Gather every line in the rows below that contains the word "glove" and copy each one in full. Case counts.

**** Records ****

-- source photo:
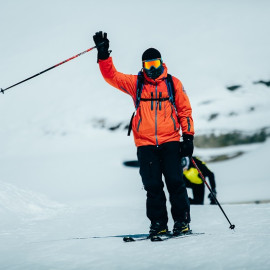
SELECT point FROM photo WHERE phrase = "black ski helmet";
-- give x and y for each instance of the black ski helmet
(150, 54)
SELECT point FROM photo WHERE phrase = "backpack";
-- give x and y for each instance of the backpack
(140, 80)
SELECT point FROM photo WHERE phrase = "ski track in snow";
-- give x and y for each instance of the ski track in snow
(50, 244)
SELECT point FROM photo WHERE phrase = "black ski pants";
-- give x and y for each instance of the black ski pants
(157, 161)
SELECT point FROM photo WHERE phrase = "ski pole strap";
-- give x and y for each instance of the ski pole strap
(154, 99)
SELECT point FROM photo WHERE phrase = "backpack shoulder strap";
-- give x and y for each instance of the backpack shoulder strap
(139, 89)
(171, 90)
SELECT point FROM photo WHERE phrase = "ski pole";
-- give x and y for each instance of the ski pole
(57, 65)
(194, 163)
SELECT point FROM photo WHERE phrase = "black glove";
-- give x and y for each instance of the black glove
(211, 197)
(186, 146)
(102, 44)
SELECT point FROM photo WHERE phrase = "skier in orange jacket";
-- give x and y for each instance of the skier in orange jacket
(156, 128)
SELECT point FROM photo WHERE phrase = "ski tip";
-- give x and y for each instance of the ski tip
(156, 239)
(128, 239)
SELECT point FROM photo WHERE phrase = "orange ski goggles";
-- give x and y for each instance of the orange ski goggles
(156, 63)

****
**** Records ****

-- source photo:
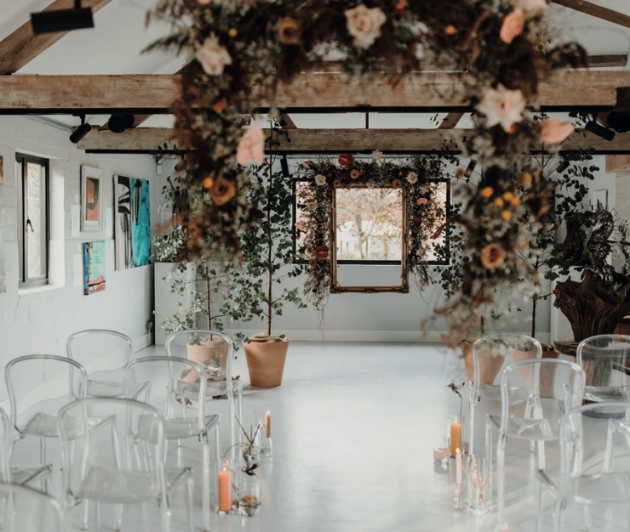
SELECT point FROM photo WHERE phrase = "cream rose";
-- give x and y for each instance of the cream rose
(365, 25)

****

Written solution:
SELECT point FROM photo WHERE phrase = "black glove";
-- give x and y for each instance of the black glove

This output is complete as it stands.